> EXERCISE DETAILS: Show each line below that contains the string "goalie". Treat uppercase and lowercase letters as different.

··· AVAILABLE RECORDS

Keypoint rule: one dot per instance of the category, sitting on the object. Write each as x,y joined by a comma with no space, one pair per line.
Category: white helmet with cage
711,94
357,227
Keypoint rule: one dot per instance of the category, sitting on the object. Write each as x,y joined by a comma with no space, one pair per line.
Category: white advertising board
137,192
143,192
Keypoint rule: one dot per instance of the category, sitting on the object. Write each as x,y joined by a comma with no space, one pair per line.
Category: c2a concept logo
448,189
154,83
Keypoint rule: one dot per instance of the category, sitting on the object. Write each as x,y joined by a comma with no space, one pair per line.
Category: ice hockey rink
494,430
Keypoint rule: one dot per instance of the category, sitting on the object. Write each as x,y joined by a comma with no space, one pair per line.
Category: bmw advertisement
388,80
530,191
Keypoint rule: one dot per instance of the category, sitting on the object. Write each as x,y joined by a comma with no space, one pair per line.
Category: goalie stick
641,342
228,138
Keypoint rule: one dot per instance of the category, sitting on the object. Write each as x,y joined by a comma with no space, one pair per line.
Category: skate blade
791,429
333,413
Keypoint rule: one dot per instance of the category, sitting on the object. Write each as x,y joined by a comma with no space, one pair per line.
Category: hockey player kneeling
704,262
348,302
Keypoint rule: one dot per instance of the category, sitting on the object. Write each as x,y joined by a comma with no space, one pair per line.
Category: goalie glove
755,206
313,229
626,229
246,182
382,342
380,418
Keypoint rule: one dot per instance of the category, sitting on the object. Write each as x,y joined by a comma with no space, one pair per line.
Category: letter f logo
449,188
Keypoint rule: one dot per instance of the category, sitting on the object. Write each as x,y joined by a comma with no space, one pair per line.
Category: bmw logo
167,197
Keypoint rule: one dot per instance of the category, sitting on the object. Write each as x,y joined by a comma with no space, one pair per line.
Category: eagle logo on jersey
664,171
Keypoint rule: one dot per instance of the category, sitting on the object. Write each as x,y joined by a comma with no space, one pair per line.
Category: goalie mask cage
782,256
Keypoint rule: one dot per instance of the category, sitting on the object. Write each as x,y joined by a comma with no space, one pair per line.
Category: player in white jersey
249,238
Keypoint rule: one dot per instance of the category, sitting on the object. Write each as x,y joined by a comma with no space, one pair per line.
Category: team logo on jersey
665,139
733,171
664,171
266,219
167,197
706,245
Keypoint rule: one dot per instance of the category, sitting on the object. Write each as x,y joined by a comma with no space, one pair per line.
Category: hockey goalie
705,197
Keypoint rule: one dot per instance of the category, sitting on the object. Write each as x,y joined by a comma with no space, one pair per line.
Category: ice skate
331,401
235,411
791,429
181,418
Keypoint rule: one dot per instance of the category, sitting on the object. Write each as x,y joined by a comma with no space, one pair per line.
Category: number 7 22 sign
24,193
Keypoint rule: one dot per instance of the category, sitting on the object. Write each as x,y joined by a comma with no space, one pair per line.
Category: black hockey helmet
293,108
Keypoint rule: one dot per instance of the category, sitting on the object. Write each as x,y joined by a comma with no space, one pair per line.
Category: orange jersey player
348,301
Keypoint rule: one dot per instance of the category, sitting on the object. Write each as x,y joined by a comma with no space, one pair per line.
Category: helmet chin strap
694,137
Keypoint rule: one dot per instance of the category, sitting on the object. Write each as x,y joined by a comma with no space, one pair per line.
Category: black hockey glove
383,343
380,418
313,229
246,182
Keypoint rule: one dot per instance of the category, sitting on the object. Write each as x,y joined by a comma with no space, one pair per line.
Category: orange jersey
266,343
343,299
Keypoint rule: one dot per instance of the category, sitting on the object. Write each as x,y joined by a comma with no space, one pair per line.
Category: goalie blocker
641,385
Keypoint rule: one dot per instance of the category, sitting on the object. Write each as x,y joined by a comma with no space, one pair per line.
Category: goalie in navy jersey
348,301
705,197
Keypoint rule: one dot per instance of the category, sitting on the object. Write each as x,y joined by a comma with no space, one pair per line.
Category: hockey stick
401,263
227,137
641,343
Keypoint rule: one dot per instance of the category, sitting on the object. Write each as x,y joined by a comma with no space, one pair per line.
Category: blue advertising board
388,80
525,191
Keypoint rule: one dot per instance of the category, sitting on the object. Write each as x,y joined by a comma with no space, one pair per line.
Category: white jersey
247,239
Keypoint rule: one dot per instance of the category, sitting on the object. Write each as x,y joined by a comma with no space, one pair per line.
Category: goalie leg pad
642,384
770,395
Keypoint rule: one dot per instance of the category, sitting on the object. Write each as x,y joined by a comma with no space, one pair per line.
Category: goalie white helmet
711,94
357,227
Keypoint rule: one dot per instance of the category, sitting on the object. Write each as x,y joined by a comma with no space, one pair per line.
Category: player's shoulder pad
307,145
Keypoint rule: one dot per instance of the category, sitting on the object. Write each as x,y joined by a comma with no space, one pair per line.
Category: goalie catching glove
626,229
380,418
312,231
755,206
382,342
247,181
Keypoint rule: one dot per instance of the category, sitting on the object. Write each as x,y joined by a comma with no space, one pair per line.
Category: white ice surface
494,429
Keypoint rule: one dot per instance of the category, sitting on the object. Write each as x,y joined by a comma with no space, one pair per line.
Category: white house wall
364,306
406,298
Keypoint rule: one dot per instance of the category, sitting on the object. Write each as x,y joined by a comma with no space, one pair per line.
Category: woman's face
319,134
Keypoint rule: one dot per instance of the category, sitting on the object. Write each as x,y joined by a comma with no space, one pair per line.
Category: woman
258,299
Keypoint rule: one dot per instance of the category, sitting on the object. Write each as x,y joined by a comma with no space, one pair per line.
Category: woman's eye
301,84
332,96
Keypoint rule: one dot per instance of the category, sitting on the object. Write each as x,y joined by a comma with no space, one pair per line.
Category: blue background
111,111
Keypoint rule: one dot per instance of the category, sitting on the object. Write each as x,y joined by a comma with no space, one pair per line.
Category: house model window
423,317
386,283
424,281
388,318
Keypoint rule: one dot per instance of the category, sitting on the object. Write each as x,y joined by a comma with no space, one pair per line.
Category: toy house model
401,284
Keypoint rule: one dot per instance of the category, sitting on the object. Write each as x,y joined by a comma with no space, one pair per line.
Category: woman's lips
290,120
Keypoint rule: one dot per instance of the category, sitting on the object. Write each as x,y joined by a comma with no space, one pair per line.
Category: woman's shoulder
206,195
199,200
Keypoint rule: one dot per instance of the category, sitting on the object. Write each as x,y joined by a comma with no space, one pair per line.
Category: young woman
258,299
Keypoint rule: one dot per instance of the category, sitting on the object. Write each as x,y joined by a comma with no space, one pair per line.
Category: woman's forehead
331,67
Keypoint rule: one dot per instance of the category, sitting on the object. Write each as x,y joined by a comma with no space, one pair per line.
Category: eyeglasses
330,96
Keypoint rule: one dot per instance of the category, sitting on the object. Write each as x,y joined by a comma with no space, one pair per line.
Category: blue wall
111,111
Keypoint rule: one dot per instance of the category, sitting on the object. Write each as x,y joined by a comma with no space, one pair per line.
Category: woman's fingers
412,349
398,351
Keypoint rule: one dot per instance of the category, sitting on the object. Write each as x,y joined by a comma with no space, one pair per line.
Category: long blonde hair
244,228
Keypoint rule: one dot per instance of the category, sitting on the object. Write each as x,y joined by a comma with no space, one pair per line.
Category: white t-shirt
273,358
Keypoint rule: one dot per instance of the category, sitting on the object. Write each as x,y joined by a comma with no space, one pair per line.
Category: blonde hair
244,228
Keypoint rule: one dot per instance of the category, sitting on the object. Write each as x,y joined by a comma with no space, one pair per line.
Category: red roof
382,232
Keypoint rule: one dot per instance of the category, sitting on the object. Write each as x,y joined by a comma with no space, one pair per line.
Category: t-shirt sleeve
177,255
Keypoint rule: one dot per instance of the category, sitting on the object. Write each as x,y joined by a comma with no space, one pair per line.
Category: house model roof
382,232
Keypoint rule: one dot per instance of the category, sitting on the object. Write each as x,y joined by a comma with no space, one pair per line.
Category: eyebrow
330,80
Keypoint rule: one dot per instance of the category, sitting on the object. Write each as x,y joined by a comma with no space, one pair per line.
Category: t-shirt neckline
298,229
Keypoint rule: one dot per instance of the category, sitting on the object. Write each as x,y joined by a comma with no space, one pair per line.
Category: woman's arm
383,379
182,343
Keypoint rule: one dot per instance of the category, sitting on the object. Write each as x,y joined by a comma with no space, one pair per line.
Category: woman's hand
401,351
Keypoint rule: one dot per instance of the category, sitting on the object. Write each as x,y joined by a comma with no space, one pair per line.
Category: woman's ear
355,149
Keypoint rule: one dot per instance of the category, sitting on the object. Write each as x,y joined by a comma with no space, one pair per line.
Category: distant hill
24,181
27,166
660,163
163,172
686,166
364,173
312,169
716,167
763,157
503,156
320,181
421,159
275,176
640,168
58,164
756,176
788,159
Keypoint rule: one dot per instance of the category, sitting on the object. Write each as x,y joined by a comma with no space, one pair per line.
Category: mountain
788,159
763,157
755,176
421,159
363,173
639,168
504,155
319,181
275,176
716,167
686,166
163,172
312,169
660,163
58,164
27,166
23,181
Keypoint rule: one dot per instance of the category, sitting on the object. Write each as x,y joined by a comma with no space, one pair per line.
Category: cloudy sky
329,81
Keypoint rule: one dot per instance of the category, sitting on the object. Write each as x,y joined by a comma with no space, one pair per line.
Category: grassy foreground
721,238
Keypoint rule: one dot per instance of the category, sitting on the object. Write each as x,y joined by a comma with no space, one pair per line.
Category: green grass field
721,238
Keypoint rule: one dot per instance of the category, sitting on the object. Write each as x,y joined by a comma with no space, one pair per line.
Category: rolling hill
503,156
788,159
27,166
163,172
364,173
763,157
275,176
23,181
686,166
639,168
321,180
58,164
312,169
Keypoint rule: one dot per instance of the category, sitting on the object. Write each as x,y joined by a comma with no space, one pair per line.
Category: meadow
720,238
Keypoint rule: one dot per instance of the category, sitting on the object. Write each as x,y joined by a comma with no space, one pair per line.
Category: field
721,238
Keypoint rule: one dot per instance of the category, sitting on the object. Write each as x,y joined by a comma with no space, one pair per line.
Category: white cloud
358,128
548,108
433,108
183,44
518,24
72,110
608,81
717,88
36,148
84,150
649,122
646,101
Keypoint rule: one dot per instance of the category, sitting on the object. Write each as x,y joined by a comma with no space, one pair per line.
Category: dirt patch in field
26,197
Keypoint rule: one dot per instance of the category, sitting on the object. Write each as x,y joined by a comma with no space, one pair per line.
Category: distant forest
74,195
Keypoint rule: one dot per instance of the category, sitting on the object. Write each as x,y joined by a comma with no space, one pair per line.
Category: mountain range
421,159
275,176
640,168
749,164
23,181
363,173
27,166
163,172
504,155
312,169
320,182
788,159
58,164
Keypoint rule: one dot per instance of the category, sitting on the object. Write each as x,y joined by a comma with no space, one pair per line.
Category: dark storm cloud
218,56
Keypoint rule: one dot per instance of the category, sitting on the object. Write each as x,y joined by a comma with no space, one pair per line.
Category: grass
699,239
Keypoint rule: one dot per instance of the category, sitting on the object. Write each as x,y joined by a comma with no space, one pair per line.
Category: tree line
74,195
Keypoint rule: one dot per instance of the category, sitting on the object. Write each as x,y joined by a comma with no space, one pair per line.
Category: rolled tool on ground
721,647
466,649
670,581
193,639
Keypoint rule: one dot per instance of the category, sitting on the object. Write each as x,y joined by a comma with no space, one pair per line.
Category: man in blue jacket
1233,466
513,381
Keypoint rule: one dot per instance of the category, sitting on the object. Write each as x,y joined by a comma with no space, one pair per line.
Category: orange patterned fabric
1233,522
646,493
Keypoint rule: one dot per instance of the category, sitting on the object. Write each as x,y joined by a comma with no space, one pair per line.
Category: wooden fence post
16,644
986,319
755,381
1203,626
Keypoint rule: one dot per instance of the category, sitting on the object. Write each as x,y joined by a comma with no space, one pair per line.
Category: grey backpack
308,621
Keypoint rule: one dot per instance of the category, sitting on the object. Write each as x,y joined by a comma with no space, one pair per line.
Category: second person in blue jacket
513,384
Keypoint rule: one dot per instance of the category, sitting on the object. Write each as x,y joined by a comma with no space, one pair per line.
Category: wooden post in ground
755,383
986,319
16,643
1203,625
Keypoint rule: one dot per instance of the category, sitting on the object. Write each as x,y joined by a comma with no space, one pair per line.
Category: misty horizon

······

> COMPLETE OUTPUT:
Category: goalie stick
Category: goalie glove
Category: goalie mask cage
Category: hockey goalie
Category: goalie blocker
Category: goalie in navy jersey
Category: goalie leg pad
Category: goalie white helmet
Category: goalie catching glove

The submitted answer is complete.